_Given text:_
Some news reports over the weekend suggest that Pope Benedict has come out against in-vitro fertilization, when in truth that has been a longstanding policy of the church. What may be new was his emphatic rejection, in which he was quoted as saying it is “arrogant.”
That term does not appear in the official Catholic News Service report, and it seems that what the Pope may essentially have been saying was that clinics who turn to IVF as a first resort, rather than trying to address and treat infertility to allow normal conception, for the sake of profit are arrogant, which is not an unreasonable point. But he also insists that only unassisted conception is valid.
Unfortunately, some will take this is an insult that drives them away from the church, says Jon O’Brien of Catholics for Choice.
"Catholics around the world will be saddened at the label ‘arrogant’ being applied to couples seeking help to have children and the doctors who try to help them,” he writes. “The Pope’s remarks only serve to drive another wedge between people of faith and the church hierarchy.”
From a financial point of view as well as an emotional one, avoiding IVF when other options exist is obviously preferable. But in many cases those other options just aren’t possible.
Fortunately, Jewish law as interpreted by many decisors is clear that in vitro fertilization is acceptable (although use of donor eggs or sperm is problematic, and many rabbis reject the use of donor sperm) and widely in use by Orthodox and other observant Jews. There are even rabbinical supervisors who oversee the process and organizations devoted to helping couples make informed decisions about it.
One of them is Puah, an Israel based organization that deals with “Family, Fertility, Medicine and Halacha.”
"Like the Catholic Church, the Jewish tradition – including halakha – is at its core pro-life," says fertility expert Dr. Richard Grazi, who is affiliated with Maimonides Medical Center and works closely with Puah. "But that leads Jews to very different conclusions regarding the treatment of infertility."
Jews, he notes, do not look at infertility as a spiritual affliction, or rely solely on prayer for resolution. "Fertility therapies are more properly viewed, as are all other medical interventions, under the rubric of rapo yerapeh¸ the biblical license for physicians to heal," said Grazi.
"The vast array of reproductive technologies that are now available to physicians who specialize in the treatment of infertility are viewed, as are all medical treatments, as a manifestation of God’s will. Under the guidelines of halakha, assisted reproductive techniques, including in vitro fertilization, can be and is used to ease the suffering of infertile couples and to help the Jewish community at large to be fruitful and multiply."

_Work to complete:_
- A) Please reproduce the passage of the IVF article from "Some news reports" to "Catholics for Choice.".
- B) For each statement, say whether the IVF article supports it (yes or no) and quote the words that decide it: (i) The word "arrogant" appears in the official Catholic News Service report. (ii) Puah is an organization based in Israel. (iii) According to Dr. Richard Grazi, Jews rely solely on prayer to resolve infertility.

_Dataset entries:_

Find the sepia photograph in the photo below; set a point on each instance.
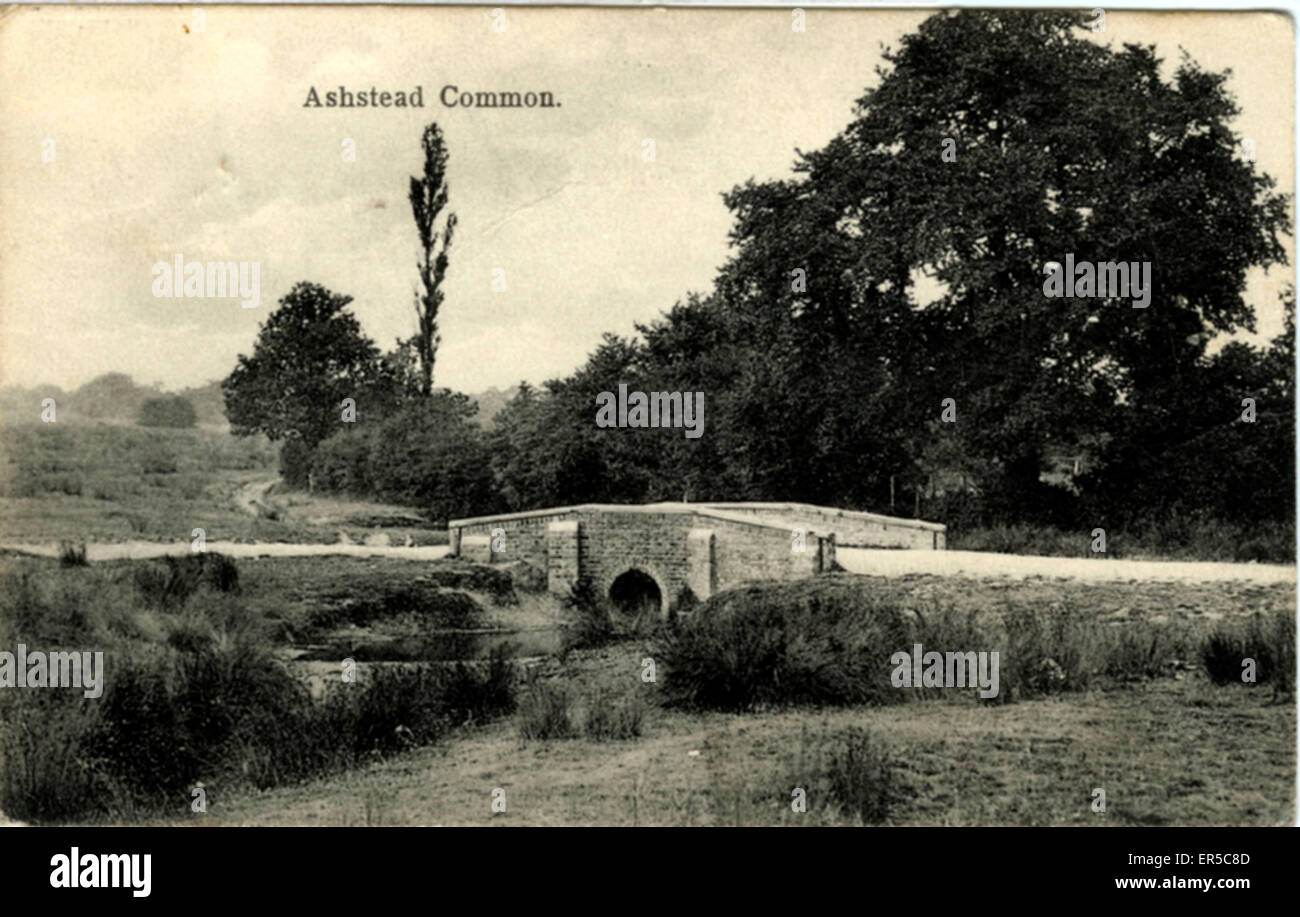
(628, 416)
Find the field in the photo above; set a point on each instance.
(1165, 743)
(469, 680)
(116, 483)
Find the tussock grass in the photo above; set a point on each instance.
(193, 693)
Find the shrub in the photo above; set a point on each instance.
(861, 775)
(815, 641)
(592, 624)
(169, 582)
(612, 718)
(1269, 643)
(1048, 651)
(544, 713)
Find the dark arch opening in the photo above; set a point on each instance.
(635, 595)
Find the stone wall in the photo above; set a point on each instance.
(852, 528)
(700, 546)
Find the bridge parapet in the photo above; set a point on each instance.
(674, 548)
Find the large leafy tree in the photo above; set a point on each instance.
(308, 357)
(1061, 146)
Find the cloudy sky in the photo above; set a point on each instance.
(176, 135)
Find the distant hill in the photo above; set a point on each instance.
(116, 398)
(490, 403)
(112, 398)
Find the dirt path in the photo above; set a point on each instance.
(1096, 570)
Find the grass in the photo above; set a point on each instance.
(831, 641)
(198, 692)
(116, 483)
(1168, 752)
(195, 692)
(551, 710)
(1170, 540)
(814, 641)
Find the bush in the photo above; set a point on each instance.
(1048, 651)
(592, 624)
(1269, 643)
(550, 712)
(814, 641)
(861, 775)
(544, 713)
(169, 582)
(607, 718)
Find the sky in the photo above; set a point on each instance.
(178, 134)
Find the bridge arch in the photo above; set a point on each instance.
(637, 591)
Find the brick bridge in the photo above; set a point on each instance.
(648, 556)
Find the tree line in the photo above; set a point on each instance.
(879, 337)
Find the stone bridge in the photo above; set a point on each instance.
(648, 557)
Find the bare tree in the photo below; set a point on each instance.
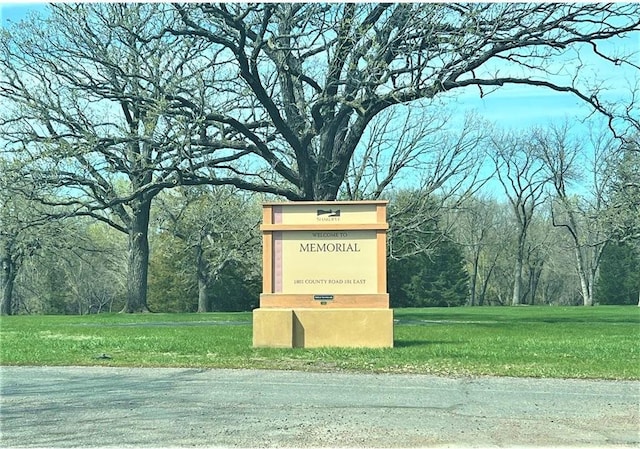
(523, 179)
(299, 84)
(581, 217)
(87, 106)
(219, 226)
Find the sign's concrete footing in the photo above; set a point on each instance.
(314, 328)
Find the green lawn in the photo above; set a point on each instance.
(578, 342)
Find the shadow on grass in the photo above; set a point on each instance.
(425, 342)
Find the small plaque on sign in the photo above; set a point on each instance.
(322, 297)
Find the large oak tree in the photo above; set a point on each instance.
(113, 103)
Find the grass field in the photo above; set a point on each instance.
(562, 342)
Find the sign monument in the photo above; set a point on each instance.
(324, 276)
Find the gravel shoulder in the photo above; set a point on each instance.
(172, 407)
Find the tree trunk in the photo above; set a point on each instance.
(517, 283)
(7, 282)
(474, 278)
(203, 275)
(585, 285)
(138, 257)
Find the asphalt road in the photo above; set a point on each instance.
(125, 407)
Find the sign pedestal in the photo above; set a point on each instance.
(324, 276)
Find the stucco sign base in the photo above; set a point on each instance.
(316, 328)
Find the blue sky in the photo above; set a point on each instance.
(510, 106)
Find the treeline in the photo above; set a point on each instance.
(138, 140)
(206, 256)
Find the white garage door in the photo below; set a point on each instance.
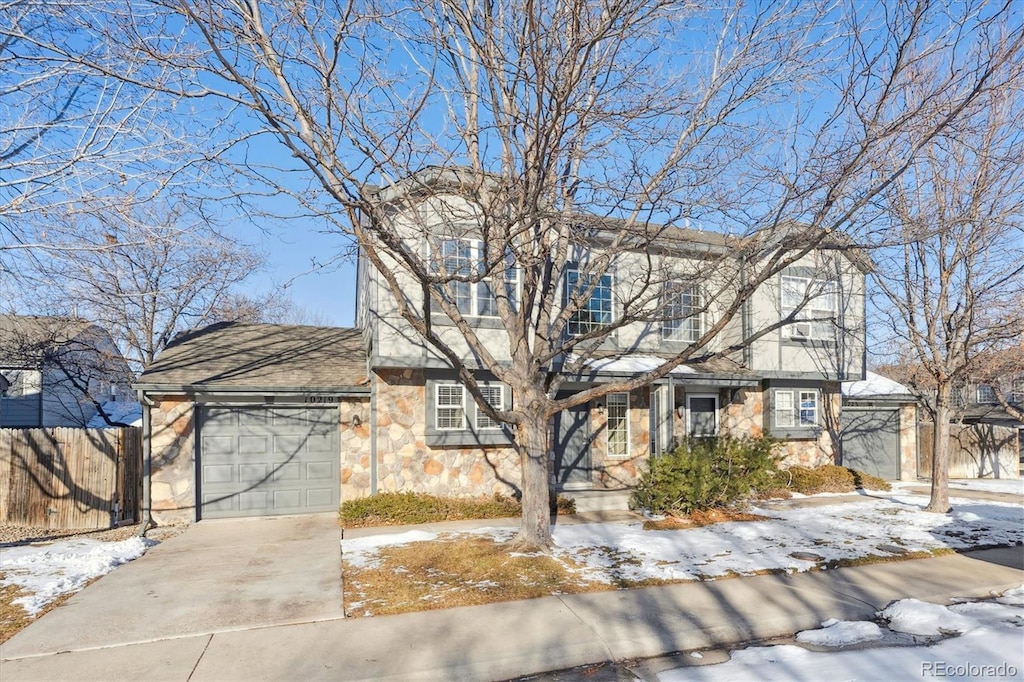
(267, 460)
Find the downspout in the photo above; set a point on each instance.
(146, 504)
(373, 432)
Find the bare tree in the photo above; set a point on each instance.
(949, 291)
(143, 275)
(573, 135)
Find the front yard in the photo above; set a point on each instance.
(421, 569)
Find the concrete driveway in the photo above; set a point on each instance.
(217, 577)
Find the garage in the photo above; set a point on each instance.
(870, 440)
(267, 460)
(253, 420)
(879, 428)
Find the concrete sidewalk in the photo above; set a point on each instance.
(506, 640)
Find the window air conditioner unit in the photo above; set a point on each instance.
(800, 331)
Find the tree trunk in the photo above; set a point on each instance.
(531, 441)
(939, 501)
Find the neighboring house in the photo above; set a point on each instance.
(231, 410)
(56, 371)
(978, 406)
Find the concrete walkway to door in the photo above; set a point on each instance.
(219, 576)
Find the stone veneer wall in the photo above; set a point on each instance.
(744, 418)
(614, 472)
(404, 462)
(354, 448)
(172, 444)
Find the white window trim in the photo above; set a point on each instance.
(479, 413)
(675, 334)
(791, 413)
(438, 406)
(629, 436)
(475, 288)
(689, 410)
(568, 295)
(800, 408)
(828, 291)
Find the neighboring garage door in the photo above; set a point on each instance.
(267, 460)
(870, 440)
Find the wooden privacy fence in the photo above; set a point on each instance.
(70, 477)
(976, 451)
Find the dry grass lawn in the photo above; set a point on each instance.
(445, 573)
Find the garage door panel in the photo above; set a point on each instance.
(253, 473)
(321, 444)
(268, 460)
(218, 473)
(288, 471)
(318, 471)
(213, 445)
(318, 497)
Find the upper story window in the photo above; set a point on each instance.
(464, 258)
(596, 311)
(985, 393)
(814, 298)
(796, 409)
(684, 306)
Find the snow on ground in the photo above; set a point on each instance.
(1012, 485)
(989, 647)
(46, 571)
(793, 539)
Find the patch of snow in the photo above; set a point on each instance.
(360, 551)
(634, 365)
(990, 648)
(1013, 597)
(875, 384)
(46, 571)
(921, 617)
(124, 412)
(841, 633)
(611, 552)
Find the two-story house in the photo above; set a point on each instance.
(57, 371)
(250, 419)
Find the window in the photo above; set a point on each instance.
(701, 416)
(595, 312)
(619, 424)
(684, 313)
(495, 395)
(464, 258)
(450, 407)
(783, 409)
(796, 409)
(985, 393)
(815, 298)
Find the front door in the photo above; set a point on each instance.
(572, 466)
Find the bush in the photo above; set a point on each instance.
(706, 473)
(409, 508)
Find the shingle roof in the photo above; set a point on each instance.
(239, 355)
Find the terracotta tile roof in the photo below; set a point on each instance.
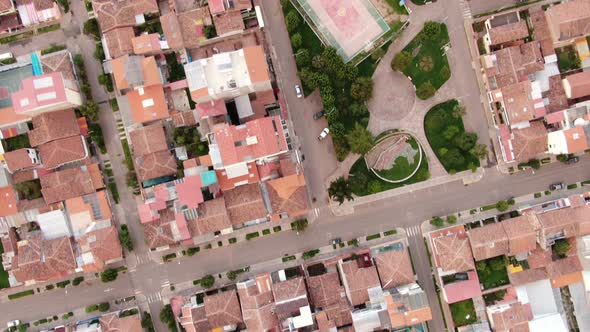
(104, 247)
(488, 241)
(112, 323)
(50, 126)
(158, 233)
(62, 151)
(288, 195)
(394, 267)
(509, 32)
(148, 139)
(119, 41)
(42, 260)
(146, 43)
(521, 233)
(228, 22)
(357, 281)
(529, 142)
(265, 135)
(515, 317)
(114, 13)
(290, 295)
(70, 183)
(8, 203)
(223, 309)
(579, 85)
(257, 304)
(58, 62)
(155, 165)
(148, 104)
(452, 251)
(19, 160)
(325, 290)
(244, 203)
(569, 20)
(212, 217)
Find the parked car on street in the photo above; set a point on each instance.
(557, 186)
(298, 91)
(319, 115)
(324, 133)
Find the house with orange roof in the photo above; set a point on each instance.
(228, 75)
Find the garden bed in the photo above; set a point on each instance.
(453, 157)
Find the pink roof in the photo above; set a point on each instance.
(463, 290)
(556, 117)
(213, 108)
(255, 139)
(182, 226)
(39, 91)
(216, 6)
(189, 192)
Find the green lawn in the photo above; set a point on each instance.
(463, 312)
(402, 167)
(492, 272)
(567, 59)
(436, 121)
(430, 59)
(363, 182)
(3, 274)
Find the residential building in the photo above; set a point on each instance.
(228, 75)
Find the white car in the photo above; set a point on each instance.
(298, 91)
(324, 133)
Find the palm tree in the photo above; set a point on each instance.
(340, 190)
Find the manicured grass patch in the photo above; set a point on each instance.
(3, 274)
(363, 182)
(428, 57)
(288, 258)
(21, 294)
(373, 236)
(492, 272)
(251, 236)
(453, 153)
(567, 59)
(463, 312)
(390, 232)
(16, 142)
(48, 28)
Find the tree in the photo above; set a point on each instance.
(339, 190)
(292, 21)
(90, 110)
(299, 225)
(296, 41)
(451, 219)
(91, 28)
(437, 221)
(303, 58)
(450, 132)
(425, 90)
(360, 139)
(561, 247)
(207, 281)
(459, 111)
(109, 275)
(465, 141)
(125, 238)
(480, 151)
(432, 29)
(104, 307)
(401, 61)
(362, 89)
(502, 206)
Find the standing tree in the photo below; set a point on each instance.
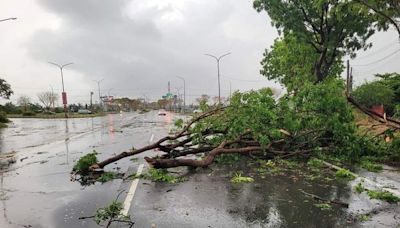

_Solution list:_
- A)
Some news reports over the weekend suggest that Pope Benedict has come out against in-vitro fertilization, when in truth that has been a longstanding policy of the church. What may be new was his emphatic rejection, in which he was quoted as saying it is “arrogant.”
That term does not appear in the official Catholic News Service report, and it seems that what the Pope may essentially have been saying was that clinics who turn to IVF as a first resort, rather than trying to address and treat infertility to allow normal conception, for the sake of profit are arrogant, which is not an unreasonable point. But he also insists that only unassisted conception is valid.
Unfortunately, some will take this is an insult that drives them away from the church, says Jon O’Brien of Catholics for Choice.

- B)
(i) No: "That term does not appear in the official Catholic News Service report"
(ii) Yes: "Puah, an Israel based organization"
(iii) No: "Jews, he notes, do not look at infertility as a spiritual affliction, or rely solely on prayer for resolution."